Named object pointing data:
──────
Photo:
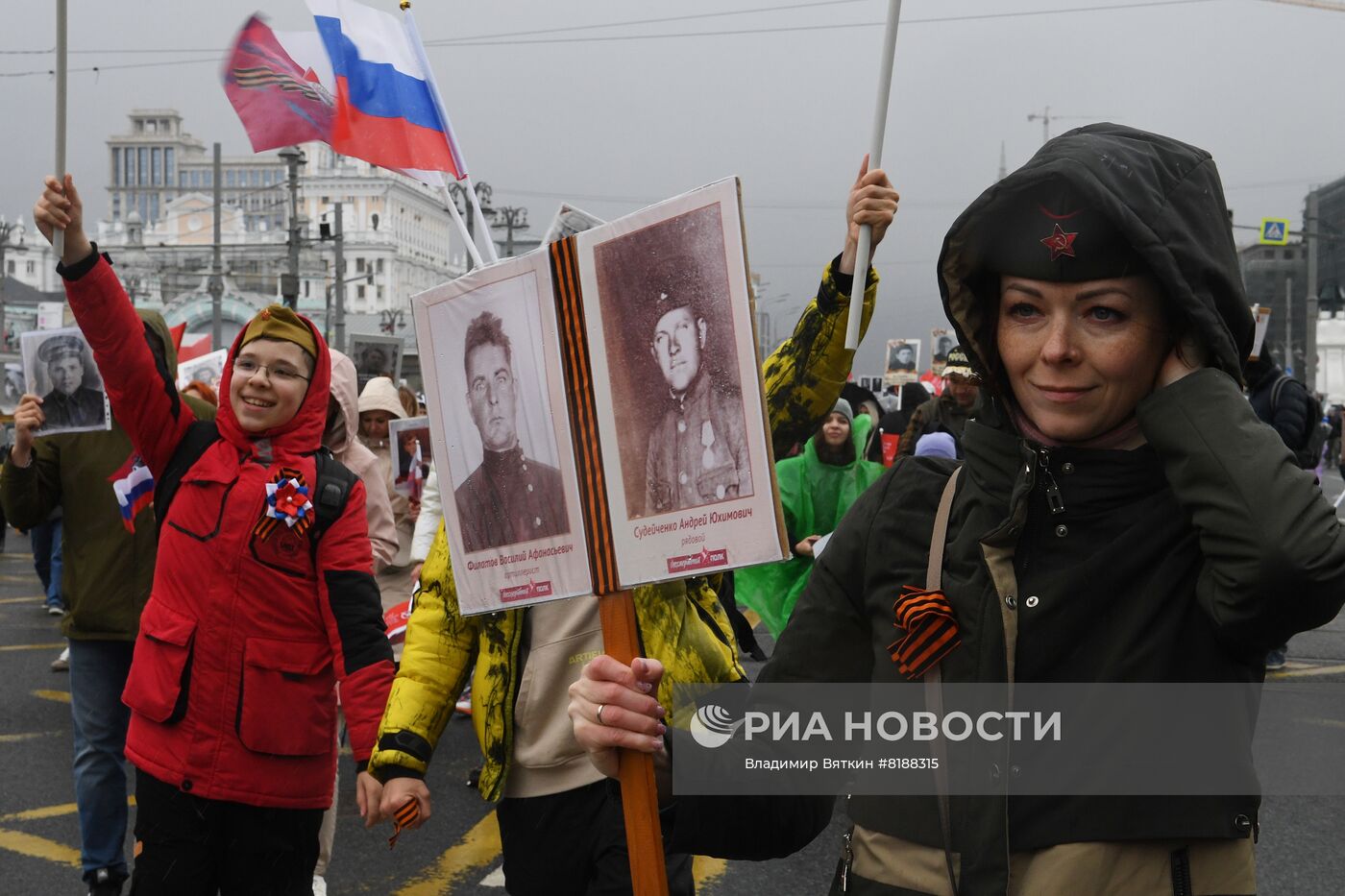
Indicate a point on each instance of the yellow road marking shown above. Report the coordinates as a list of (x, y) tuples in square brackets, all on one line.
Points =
[(706, 871), (1301, 673), (50, 811), (34, 735), (477, 848), (16, 841)]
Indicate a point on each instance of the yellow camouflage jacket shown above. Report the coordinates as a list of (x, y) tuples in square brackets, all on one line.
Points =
[(681, 621)]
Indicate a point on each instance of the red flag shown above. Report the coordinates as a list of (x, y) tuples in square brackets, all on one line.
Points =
[(279, 101)]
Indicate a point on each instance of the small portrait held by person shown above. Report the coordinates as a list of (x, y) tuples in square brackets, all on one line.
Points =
[(262, 600), (697, 451), (510, 496), (1119, 516), (103, 494), (948, 412), (70, 403)]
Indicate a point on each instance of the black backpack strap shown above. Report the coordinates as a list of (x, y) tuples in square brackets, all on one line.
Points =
[(1275, 390), (201, 435), (332, 487)]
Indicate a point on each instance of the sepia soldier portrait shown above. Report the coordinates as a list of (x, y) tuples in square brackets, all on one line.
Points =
[(697, 451)]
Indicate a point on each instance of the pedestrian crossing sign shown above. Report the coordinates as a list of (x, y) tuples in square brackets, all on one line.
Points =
[(1274, 231)]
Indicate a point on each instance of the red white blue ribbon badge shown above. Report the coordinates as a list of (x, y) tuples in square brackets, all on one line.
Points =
[(288, 500)]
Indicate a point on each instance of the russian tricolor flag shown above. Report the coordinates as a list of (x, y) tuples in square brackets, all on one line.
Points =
[(134, 489), (387, 109)]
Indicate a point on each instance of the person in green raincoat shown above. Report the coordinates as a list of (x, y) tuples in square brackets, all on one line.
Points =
[(817, 487)]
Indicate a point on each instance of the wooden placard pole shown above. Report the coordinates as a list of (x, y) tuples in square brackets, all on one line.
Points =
[(639, 792), (58, 235), (880, 127)]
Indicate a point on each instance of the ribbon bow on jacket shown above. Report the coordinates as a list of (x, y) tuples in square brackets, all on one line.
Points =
[(931, 631)]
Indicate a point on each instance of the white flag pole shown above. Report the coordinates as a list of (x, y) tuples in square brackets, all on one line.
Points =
[(461, 225), (413, 36), (486, 225), (58, 237), (880, 125)]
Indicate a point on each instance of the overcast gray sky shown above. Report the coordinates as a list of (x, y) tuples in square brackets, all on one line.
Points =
[(782, 97)]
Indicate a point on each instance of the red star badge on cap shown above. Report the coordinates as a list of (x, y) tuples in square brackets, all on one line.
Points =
[(1060, 244)]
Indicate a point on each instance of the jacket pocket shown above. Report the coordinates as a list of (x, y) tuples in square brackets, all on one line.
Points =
[(286, 707), (160, 673), (198, 506)]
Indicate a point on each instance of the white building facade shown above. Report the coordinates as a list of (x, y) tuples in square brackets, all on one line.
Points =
[(399, 235)]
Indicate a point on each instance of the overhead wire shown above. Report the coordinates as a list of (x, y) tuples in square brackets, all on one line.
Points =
[(504, 37)]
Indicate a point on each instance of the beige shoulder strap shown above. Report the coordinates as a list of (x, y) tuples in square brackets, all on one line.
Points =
[(934, 678)]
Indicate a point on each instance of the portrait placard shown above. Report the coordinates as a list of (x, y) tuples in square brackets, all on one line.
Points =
──────
Goal of the exercise: Copy out all of the data above word for word, omitting the pictures.

Written reply:
Photo:
Indicate a point on each instance of the yellow road marking shown above. Report the coordinates as a list of (x, y) tuples in square brackets, all on one line.
Points =
[(706, 871), (1301, 673), (50, 811), (34, 735), (477, 848), (16, 841)]
Indicate a point on each instance of the yellow camouflage jacket shown above. Report the coordinates as a list of (x, y) tuples in square brackets, all on one line.
Points =
[(681, 621)]
Indicate a point on each instance of the red flag shown above. Report the coordinates as a list of (x, y) tuples in square brackets, all on one line.
Points =
[(279, 101)]
Indicate a point on each instance of the small portrait held by person shown above. Report the coordinates as a list of (x, y) tuples in square brackets, all on one line.
Points =
[(262, 600), (697, 451), (510, 496), (1119, 516), (103, 494), (948, 412), (70, 403)]
Indicate a point on each instance of the black backpack strap shown above. Report the coordinates as a list of (x, y) tuples in square brackets, all on one line.
Points =
[(1275, 390), (201, 435), (332, 487)]
Indicate a point on each instance of the sepia soldier portrait shown above. Report the coordinates as a list of (x, y) tuples in square brackets, all on one line.
Points =
[(697, 451)]
Indicate a point on each instance of the pedestrian crossing sign shown above. Report the coordinates as a list of (x, y) tuples in square brackets, all on one line.
Points =
[(1274, 231)]
Indicate a point on each instance of the red white blue ribbon badge shown above. Report the coordinates as a list of (x, y) tuples in square brackets, all on one line.
Points =
[(288, 500)]
Indicate a point on each instance of the russian tricolor flag shown above. Report the coordinates as a list of (x, y) tuples in square brackets, all on one line.
Points =
[(134, 489), (387, 109)]
Indicate a point on each instance of the person in green raincoat shown above. Report the coordinates as a list of (x, y) tuples in square brackets, all on one line.
Points =
[(817, 487)]
Indicate a point on each instance of the wooden placard pole shown above. Report the coordinates as a list of (x, y) tuples in square brackets, all on one line.
Points =
[(639, 792), (58, 235), (880, 127)]
Indicate a point on each instance of the ribbon bow on jacket shown above. Report the coordinates as a list of (x, y) tuples in square brackets, all on one line.
Points =
[(931, 631)]
Indicate a point on each instance of the white flag pole shown above. Report the coordinates as a list of (x, y) tuples in square brackets, all on one line.
Points =
[(461, 225), (413, 36), (486, 225), (58, 237), (880, 125)]
Indicate a point on each instance of the overcast gray sky shown above. Report the coordinates as a list of (x, y) tuples in square brackets, all on one line.
Points =
[(782, 97)]
Indicate a point on each instance of the red star badge on cap shown above. Report the coordinates as a list of (x, y) tuples in square brackets, all on one line.
Points =
[(1060, 244)]
Indicate a point on each instance of the jacket pocket shown above. Report the coordinates as a list of (x, y) tuples in square brackets, all on one line.
Points =
[(286, 707), (160, 673), (198, 506)]
Indicate a point on each instance of the white building facade shown above. Report the coordinates as a list of (x, y) tuples in square brackets, all on one line.
Points =
[(399, 235)]
Indicate a point on each instance of the overhead wire shown above. Report the coordinates as a list of (x, y) tuples in square brackets, all on one line.
Points =
[(504, 37)]
Indicate a point on each instance of the beige shoulder strap shown above. Report the coordinates as a list of (x, y) tuples in square brackets, all on one line.
Points =
[(934, 678)]
Indicate a point on each instance of the portrait placard shown above. Report the coordinates as a list of (x, y) tuples in square brackets, all on one line.
Points =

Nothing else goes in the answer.